Work to complete: Extract each line of the data and write it out again exactly.

━━━━━ Data provided ━━━━━

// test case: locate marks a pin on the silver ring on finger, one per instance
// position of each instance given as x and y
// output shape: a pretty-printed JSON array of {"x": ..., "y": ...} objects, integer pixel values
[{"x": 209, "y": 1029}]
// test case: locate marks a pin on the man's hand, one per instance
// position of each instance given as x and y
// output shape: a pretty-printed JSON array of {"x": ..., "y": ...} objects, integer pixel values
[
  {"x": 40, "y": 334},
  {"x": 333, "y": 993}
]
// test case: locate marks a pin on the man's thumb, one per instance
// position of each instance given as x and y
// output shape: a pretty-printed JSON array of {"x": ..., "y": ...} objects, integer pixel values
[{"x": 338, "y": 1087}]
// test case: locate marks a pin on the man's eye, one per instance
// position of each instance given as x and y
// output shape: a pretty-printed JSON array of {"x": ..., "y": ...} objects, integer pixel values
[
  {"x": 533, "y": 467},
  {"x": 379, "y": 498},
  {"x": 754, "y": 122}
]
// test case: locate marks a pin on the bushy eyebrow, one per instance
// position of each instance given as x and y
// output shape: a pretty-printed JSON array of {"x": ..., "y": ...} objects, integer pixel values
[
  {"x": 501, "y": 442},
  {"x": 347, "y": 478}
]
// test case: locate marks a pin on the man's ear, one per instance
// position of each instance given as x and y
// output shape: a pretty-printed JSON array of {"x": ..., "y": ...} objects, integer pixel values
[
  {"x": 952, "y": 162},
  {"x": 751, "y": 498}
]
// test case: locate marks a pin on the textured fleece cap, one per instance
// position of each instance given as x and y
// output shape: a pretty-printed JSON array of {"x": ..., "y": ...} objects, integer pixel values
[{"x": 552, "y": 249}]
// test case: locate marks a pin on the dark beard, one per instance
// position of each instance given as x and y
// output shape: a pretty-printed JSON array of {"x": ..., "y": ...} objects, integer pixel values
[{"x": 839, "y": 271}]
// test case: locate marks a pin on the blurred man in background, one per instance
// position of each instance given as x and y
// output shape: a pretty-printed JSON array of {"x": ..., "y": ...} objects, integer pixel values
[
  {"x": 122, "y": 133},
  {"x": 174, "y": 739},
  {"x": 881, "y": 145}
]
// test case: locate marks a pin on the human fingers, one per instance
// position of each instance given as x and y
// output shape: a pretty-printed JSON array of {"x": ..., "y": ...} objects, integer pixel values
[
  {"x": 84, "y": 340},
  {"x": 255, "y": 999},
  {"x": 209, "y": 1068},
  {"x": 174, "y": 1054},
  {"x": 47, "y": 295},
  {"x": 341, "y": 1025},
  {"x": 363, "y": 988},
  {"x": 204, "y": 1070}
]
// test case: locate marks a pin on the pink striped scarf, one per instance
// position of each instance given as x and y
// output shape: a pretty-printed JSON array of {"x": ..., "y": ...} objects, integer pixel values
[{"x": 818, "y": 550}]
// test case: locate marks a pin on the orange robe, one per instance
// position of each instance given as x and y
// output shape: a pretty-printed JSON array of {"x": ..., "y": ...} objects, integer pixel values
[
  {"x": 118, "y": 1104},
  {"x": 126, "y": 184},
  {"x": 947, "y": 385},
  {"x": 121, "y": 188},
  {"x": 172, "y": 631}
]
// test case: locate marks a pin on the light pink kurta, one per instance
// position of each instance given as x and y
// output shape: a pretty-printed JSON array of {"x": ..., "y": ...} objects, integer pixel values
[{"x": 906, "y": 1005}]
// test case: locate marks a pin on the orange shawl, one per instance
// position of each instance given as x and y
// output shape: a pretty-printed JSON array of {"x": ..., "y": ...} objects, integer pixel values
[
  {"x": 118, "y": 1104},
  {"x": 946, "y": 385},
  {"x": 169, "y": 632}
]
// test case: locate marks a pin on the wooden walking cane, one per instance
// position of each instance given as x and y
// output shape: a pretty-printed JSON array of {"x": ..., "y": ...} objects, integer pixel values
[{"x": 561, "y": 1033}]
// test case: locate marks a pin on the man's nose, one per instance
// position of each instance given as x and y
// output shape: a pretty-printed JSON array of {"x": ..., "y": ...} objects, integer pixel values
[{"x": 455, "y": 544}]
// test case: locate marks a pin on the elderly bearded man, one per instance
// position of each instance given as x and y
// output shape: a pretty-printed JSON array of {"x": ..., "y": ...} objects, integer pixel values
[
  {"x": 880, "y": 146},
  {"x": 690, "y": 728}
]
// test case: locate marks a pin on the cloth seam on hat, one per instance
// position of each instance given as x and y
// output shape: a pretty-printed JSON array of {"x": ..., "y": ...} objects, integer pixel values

━━━━━

Answer to this exercise:
// test case: locate marks a pin on the silver ring on finger, one per instance
// position of each instance given as x and y
// output shape: a pretty-printed JSON array of {"x": ..., "y": ...} objects, integer pixel values
[{"x": 209, "y": 1029}]
// test case: locate marks a pin on the man's hand, one per instance
// position of each instance given as x and y
// output shape: a pretty-printed JSON array of {"x": ..., "y": ...} objects, integer pixel values
[
  {"x": 40, "y": 334},
  {"x": 333, "y": 993}
]
// test case: locate marks a pin on the man's thumb, one per instance
// position of each instance given as x and y
// output shape: a pretty-printed JSON array of {"x": ..., "y": ...} objects, integer pixel values
[{"x": 338, "y": 1087}]
// test case: locate marks a pin on the man's eye, one per instance
// position of each instance given as x and y
// output shape: a pretty-printed JSON array of {"x": ..., "y": ...} objects, integer pixel values
[
  {"x": 533, "y": 467},
  {"x": 379, "y": 498},
  {"x": 754, "y": 122}
]
// test case: locate marks a pin on the bushy eyebrow, one per instance
// position of each instance given as x and y
// output shape: a pretty-printed JSON array of {"x": ..., "y": ...} objects, integer pixel values
[
  {"x": 501, "y": 442},
  {"x": 347, "y": 478}
]
// test case: locate marks a pin on the man's ear, one per instance
// position of each instance given as x and y
// output shape: a pretty-printed JSON array of {"x": ..., "y": ...} objects, integer pixel values
[
  {"x": 952, "y": 162},
  {"x": 751, "y": 498}
]
// test case: locate marks a pin on the textured fleece cap, one per instance
// position of each instance given as x and y
// output shape: a pretty-printed JSON array of {"x": ..., "y": ...} objects, integer pixel values
[{"x": 552, "y": 249}]
// test case: locate marks a pin on the dark beard, one per instance
// position of each instance given as x and y
// output shape: a pretty-printed JSON array of {"x": ..., "y": ...} objects, integer pixel values
[{"x": 839, "y": 271}]
// test case: locate marks a pin on the blurred man in background, one per instance
// position of each instance given as x and y
// output shape: a pretty-printed JSON array of {"x": ..., "y": ...} objects, integer pixel values
[
  {"x": 122, "y": 133},
  {"x": 174, "y": 739},
  {"x": 881, "y": 145}
]
// test case: locate marks a pin on the human fingers, one per instance
// position of each instance given as x and y
// output shape: a pretty-printed JSON array of {"x": ..., "y": ...} objects, integer pixel values
[
  {"x": 84, "y": 340},
  {"x": 255, "y": 999},
  {"x": 209, "y": 1068},
  {"x": 174, "y": 1054},
  {"x": 47, "y": 295},
  {"x": 341, "y": 1025},
  {"x": 363, "y": 988},
  {"x": 204, "y": 1070}
]
// test case: locate marks a pin on the pink striped scarf, one per instance
// position of each instance given as x and y
// output shape: a pretty-printed JSON array of {"x": ..., "y": ...} objects, integer pixel values
[{"x": 818, "y": 550}]
// test case: locate marks a pin on the orange robe, one per instance
// position of each instance given as x and y
// output shape: a pretty-printed JSON array of {"x": ..., "y": ...} objects, integer pixel values
[
  {"x": 118, "y": 1104},
  {"x": 126, "y": 184},
  {"x": 947, "y": 385},
  {"x": 121, "y": 188},
  {"x": 172, "y": 631}
]
// test case: locate marks a pin on the light pink kurta, one per instance
// position of each instance given as x and y
// output shape: a pretty-printed JSON array of {"x": ..., "y": ...} objects, integer pixel values
[{"x": 906, "y": 1005}]
// test case: locate marks a pin on the orange shawl, one per instance
// position of each instance given as x and y
// output shape: a pretty-printed JSON array of {"x": ..., "y": ...} objects, integer pixel values
[
  {"x": 118, "y": 1104},
  {"x": 946, "y": 385},
  {"x": 169, "y": 632}
]
// test case: locate marks a pin on the wooden walking cane, one per instance
// position of each instance given as x and y
// output shape: a pretty-printed JSON array of {"x": ..., "y": ...} objects, integer pixel values
[{"x": 561, "y": 1033}]
// test case: locate marks a pin on the man's nose, one per instance
// position of each instance given as x and y
// output shape: a pretty-printed JSON array of {"x": ..., "y": ...} objects, integer pixel values
[{"x": 455, "y": 544}]
// test case: locate marks a pin on the elderly bearded man, one per instance
// position of each instance given as x and y
// output shape: a pretty-printed JSON array of {"x": ..., "y": ...} objects, integer pixel values
[
  {"x": 880, "y": 146},
  {"x": 690, "y": 728}
]
// test case: locate marks a pin on the cloth seam on hat, one per instance
// position of each instance given as x and y
// output shape: a pretty-printed JSON array of {"x": ..., "y": ...} objects, integer pixel values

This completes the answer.